■ **INFORMATION SUPPLIED**
========

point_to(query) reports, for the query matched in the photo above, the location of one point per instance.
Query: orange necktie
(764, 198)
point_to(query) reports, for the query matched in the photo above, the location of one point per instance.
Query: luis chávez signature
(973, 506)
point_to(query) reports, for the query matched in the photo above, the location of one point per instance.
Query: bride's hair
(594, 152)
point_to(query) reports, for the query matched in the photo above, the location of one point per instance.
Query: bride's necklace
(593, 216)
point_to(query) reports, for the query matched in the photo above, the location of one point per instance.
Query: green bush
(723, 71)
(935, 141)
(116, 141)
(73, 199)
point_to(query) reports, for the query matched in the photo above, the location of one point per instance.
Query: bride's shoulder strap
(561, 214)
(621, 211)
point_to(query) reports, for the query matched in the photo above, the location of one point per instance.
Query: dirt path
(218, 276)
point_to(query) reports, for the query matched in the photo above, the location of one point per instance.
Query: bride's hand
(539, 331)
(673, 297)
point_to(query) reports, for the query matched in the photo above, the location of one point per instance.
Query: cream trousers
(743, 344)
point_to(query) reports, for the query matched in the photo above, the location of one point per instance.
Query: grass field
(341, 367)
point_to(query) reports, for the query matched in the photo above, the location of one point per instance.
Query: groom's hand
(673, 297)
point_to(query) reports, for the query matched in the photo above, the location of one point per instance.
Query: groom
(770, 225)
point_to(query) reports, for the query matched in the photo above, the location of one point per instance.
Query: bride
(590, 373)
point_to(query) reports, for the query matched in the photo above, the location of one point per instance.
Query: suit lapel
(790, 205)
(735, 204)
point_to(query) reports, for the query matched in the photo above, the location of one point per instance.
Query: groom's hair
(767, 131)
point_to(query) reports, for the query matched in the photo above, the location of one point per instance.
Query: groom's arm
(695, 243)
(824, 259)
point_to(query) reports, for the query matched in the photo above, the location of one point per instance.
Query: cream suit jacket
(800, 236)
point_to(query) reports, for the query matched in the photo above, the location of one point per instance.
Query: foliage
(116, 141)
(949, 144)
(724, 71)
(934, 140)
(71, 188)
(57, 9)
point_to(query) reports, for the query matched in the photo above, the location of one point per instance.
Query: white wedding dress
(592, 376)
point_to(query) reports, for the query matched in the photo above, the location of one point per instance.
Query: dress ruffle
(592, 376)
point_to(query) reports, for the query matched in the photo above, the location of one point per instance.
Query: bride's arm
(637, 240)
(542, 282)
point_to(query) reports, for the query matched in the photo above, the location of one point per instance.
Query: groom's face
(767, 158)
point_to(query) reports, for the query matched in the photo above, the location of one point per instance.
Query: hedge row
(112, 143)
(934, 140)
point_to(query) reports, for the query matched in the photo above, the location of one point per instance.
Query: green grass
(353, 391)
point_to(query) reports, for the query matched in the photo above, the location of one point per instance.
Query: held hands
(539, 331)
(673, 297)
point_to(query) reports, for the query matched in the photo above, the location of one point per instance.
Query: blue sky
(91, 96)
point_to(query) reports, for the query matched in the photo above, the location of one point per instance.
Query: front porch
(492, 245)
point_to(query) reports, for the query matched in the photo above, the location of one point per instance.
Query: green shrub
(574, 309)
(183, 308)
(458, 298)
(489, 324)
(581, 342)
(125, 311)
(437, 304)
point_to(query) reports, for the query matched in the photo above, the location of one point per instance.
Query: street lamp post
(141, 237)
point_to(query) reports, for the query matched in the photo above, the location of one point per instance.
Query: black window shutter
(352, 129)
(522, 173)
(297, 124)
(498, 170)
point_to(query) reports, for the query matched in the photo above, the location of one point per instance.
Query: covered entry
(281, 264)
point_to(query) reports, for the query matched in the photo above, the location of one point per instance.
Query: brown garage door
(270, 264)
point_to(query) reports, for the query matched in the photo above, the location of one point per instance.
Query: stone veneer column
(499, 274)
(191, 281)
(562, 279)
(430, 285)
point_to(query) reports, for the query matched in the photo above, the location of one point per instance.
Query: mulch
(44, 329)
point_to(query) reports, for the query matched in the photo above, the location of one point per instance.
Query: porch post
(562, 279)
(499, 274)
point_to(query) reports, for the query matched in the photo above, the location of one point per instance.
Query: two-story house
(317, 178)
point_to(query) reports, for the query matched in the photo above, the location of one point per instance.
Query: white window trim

========

■ **PROBLEM DESCRIPTION**
Generate a verbatim printout of all the entries.

■ **RESPONSE BOX**
point_to(query) reports, for the query matched in the photo above, the location of one point per instance.
Query: orange necktie
(764, 198)
point_to(query) reports, for the query matched in the photo above, the location of one point per instance.
Query: luis chávez signature
(973, 506)
point_to(query) reports, for the query matched in the photo above, the location of one point per instance.
Query: bride's hair
(594, 152)
point_to(query) reports, for the query matched in the photo above, the location of one point per instance.
Query: bride's necklace
(593, 216)
point_to(query) reports, for the query matched in the photo above, the location of one point per instance.
Query: green bush
(723, 71)
(935, 141)
(116, 141)
(73, 199)
point_to(query) reports, for the query matched in the photo above, the location of one point per instance.
Query: bride's shoulder strap
(561, 214)
(621, 211)
point_to(query) reports, for the query matched in the photo above, the location of one point per instance.
Query: dirt path
(218, 276)
point_to(query) reports, for the query matched in the photo above, the location of one point per instance.
Query: bride's hand
(539, 331)
(673, 297)
point_to(query) reports, for the query matched in the photo above, the location of one point per instance.
Query: cream trousers
(743, 344)
point_to(query) reports, for the query matched in the photo above, the location of one point per instance.
Query: grass field
(341, 367)
point_to(query) reports, for the query matched in the photo above, the location of one point per instance.
Query: groom's hand
(673, 297)
point_to(query) reports, for the query matched in the photo above, the location of one point per instance.
Query: groom
(770, 225)
point_to(query) reports, for the query matched in the photo above, the location of one point per instance.
Query: bride
(590, 373)
point_to(query) reports, for the query matched in the photo above, the location of one point per instance.
Query: suit lapel
(790, 205)
(735, 204)
point_to(query) reports, for the query matched in the photo above, the location of one point per instance.
Query: groom's hair
(767, 131)
point_to(query) reports, for the query matched in the photo above, the location of one point per instance.
Query: groom's arm
(695, 243)
(824, 259)
point_to(query) reports, for the query matched in the photo above, the location of one point per instance.
Query: cream suit jacket
(800, 236)
point_to(query) reports, for the query matched in the photo above, the location of one point per instance.
Query: foliage
(116, 141)
(949, 144)
(724, 71)
(934, 140)
(71, 188)
(57, 9)
point_to(query) reports, for the query matched in the photo above, the location of one point per instance.
Query: white wedding dress
(592, 376)
point_to(query) reports, for the query matched in the photo above, the location of one point per instance.
Query: dress ruffle
(592, 376)
point_to(query) reports, for the query matched in the photo above, the location of one point per instance.
Query: bride's arm
(637, 240)
(542, 282)
point_to(query) reports, for the query matched in the photo above, the location of one point per instance.
Query: groom's face
(767, 158)
point_to(query) reports, for the query matched in the photo above, the location of one point per instance.
Query: hedge row
(112, 143)
(934, 140)
point_to(query) reports, for the query matched in the photo above, the location of one point per instance.
Query: green grass
(353, 391)
point_to(query) reports, for the query matched in the photo above, the location of one point per instance.
Query: held hands
(539, 331)
(673, 297)
point_to(query) reports, for the query matched in the photo above, the location of one point per instance.
Query: blue sky
(91, 96)
point_to(query) reports, for the query matched in the photo above, the location of one point per instance.
Query: front porch
(492, 245)
point_to(query) reports, for the query matched in the photo above, the location of one point per instance.
Query: green shrub
(574, 309)
(183, 308)
(458, 298)
(489, 324)
(581, 342)
(125, 311)
(437, 304)
point_to(query) reports, for the query matched in the photo above, the location of one point per instance.
Query: street lamp post
(141, 237)
point_to(query) reports, for the query matched in the photo above, the location of one point per instance.
Query: black window shutter
(352, 129)
(522, 173)
(297, 124)
(498, 170)
point_to(query) reports, for the query matched in the photo above, the location of one point per instance.
Query: covered entry
(281, 264)
point_to(query) reports, for the query matched in the photo above, the location of one point per instance.
Query: brown garage door
(270, 264)
point_to(query) reports, for the query matched in the photo above, the location of one point per instance.
Query: stone veneer column
(499, 274)
(191, 281)
(562, 279)
(430, 285)
point_to(query) reports, for the query matched in the photo above, the location of one point per instance.
Query: mulch
(44, 329)
point_to(query) reports, for the query matched in the photo above, the location of one point per instance.
Query: porch post
(562, 279)
(499, 274)
point_to(query) reports, for the query matched in the photo above, the location of one point per instance.
Query: two-story house
(317, 178)
point_to(query) reports, for the query matched in the photo above, the location of one point per instance.
Query: white window trim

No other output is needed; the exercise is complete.